» **Provided data**
##############################

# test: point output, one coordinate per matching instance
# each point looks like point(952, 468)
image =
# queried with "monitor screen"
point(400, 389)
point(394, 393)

##############################

» **Objective**
Update the listing by changing "coordinate" to "position" and leaving every other part unchanged.

» **The solution**
# test: point output, one position per matching instance
# each point looks like point(952, 468)
image =
# queried with "monitor screen"
point(400, 389)
point(394, 393)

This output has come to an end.